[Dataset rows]
━━━━━━━━
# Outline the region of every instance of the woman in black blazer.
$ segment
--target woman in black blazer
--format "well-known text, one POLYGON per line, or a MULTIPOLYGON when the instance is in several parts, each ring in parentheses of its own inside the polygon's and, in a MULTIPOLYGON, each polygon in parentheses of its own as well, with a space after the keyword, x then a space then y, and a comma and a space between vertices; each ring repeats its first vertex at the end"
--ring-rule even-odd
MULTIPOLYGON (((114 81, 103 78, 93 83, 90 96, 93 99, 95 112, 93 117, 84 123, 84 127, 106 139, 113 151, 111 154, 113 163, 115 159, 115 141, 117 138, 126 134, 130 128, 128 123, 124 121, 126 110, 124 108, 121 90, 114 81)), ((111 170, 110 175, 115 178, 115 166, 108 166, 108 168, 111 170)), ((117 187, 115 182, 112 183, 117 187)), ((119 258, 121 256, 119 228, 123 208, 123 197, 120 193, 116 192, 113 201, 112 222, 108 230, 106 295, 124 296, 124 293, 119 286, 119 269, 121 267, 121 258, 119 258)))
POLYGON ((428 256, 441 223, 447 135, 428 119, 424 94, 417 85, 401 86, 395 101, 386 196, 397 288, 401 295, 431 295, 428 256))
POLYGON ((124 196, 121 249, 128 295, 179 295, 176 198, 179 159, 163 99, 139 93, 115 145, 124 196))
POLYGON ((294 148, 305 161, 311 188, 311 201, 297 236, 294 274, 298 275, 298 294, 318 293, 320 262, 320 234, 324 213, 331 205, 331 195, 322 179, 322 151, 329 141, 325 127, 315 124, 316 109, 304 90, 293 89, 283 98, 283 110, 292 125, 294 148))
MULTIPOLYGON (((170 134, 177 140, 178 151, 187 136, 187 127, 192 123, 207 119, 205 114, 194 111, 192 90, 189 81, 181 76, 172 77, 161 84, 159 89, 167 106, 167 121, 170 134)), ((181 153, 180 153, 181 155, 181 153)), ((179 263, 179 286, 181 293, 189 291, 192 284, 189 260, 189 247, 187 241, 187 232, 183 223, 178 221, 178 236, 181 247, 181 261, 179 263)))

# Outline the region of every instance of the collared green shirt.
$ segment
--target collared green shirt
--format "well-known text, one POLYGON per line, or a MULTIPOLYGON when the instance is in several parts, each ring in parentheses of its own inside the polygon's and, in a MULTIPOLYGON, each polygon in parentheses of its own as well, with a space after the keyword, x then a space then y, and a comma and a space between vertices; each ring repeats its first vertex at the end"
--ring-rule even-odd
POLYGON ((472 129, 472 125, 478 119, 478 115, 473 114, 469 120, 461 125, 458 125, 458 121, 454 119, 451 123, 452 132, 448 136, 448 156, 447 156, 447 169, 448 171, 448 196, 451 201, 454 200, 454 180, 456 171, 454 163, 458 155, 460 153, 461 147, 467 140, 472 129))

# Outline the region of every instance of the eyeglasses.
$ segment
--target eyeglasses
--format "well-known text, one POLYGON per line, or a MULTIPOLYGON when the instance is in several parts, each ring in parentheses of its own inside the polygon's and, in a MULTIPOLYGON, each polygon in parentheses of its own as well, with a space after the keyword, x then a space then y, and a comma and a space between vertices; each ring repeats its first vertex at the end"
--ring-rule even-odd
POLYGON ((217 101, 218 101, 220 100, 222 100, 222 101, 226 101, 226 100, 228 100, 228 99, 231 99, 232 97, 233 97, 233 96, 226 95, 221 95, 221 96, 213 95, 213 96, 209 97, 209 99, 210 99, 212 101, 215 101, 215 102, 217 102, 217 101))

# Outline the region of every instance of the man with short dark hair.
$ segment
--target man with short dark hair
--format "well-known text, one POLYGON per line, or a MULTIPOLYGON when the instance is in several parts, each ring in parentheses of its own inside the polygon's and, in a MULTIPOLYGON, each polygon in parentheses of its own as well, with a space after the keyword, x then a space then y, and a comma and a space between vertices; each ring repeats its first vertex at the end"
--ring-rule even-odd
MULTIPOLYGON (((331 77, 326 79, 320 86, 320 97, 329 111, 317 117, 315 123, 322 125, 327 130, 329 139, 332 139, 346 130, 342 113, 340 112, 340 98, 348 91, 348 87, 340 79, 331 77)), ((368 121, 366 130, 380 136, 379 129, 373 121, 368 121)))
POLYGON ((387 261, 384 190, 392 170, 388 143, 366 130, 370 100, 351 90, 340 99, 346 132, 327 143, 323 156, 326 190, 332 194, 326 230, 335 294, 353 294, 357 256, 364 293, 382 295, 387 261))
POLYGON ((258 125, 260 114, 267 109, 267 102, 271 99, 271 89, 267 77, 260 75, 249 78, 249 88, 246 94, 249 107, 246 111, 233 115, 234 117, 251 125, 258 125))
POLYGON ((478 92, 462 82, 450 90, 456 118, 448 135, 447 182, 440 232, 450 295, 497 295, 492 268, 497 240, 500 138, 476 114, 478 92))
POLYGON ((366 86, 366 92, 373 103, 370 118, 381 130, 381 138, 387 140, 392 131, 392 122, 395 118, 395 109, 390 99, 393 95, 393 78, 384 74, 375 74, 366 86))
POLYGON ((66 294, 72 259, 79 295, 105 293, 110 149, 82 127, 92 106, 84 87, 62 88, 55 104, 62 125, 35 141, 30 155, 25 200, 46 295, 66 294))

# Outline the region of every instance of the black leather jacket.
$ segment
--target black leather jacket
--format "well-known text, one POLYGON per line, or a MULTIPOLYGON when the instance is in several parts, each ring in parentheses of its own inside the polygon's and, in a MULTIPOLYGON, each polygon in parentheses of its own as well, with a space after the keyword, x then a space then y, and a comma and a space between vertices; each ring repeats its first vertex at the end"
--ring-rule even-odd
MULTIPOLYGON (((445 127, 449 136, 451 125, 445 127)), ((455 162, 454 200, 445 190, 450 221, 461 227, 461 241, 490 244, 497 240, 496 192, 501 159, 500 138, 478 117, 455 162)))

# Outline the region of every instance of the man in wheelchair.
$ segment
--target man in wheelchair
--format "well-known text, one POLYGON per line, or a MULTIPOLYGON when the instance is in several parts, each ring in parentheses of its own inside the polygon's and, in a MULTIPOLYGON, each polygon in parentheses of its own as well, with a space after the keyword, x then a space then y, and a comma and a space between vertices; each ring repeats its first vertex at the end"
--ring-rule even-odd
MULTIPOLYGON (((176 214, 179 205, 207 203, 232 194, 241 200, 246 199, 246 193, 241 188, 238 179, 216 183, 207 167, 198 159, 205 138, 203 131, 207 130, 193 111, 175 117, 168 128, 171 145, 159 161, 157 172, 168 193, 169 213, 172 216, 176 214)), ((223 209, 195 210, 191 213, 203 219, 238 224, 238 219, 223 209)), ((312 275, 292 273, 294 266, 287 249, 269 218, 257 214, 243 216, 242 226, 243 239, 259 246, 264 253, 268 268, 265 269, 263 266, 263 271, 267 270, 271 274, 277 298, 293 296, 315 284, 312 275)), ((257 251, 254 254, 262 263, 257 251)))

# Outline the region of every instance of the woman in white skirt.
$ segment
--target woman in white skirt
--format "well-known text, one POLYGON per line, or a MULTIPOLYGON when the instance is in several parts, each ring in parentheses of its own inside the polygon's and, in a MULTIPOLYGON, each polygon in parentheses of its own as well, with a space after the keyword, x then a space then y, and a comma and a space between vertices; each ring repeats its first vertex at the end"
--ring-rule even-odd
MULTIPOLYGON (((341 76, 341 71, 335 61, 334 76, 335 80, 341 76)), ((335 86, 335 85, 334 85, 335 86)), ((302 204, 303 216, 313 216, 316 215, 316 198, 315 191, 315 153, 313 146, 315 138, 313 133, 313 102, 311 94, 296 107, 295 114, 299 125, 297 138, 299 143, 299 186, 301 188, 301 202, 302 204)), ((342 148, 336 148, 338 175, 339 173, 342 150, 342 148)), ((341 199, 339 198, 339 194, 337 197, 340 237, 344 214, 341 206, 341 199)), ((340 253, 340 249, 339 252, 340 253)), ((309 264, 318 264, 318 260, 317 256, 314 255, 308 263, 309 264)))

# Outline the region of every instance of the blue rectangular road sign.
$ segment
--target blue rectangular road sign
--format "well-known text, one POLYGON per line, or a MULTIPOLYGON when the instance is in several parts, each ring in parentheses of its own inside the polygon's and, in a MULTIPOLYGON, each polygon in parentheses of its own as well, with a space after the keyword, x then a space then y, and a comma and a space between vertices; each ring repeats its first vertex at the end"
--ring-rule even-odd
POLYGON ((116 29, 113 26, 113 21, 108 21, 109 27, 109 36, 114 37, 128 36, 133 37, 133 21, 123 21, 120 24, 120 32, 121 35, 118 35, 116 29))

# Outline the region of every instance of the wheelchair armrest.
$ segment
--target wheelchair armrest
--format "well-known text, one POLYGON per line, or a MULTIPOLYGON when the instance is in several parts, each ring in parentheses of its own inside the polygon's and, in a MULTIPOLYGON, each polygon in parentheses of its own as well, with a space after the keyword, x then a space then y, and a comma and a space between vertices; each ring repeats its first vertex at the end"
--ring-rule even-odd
━━━━━━━━
WHAT THE TASK ASKS:
Edit everything from the start of the data down to the line containing "MULTIPOLYGON (((114 81, 103" so that "black blazer" becomes "navy blazer", and leave all else in those lines unchanged.

ANSWER TO THE EXERCISE:
# Outline the region of every instance of the woman in navy blazer.
$ segment
--target woman in navy blazer
--format "well-known text, one POLYGON per line, or a MULTIPOLYGON when the instance is in several parts, each ring in parentheses of its own inside the polygon's and, in a MULTIPOLYGON, each polygon in parentheses of its own as well, with a space after the keyword, x then a space then y, and a comma and a space between vertices; each ring repeats its first vertex at the end"
--ring-rule even-odd
MULTIPOLYGON (((114 81, 103 78, 93 83, 90 96, 93 99, 95 112, 93 117, 84 123, 84 127, 106 139, 113 151, 111 154, 113 163, 115 159, 115 141, 117 138, 126 134, 130 128, 128 123, 124 121, 126 110, 124 108, 121 90, 114 81)), ((111 170, 110 175, 115 178, 115 166, 108 166, 108 168, 111 170)), ((117 187, 115 182, 112 183, 117 187)), ((119 258, 121 256, 119 228, 123 208, 123 197, 120 193, 116 192, 113 201, 112 222, 108 230, 106 295, 124 296, 124 293, 119 286, 119 269, 121 267, 121 258, 119 258)))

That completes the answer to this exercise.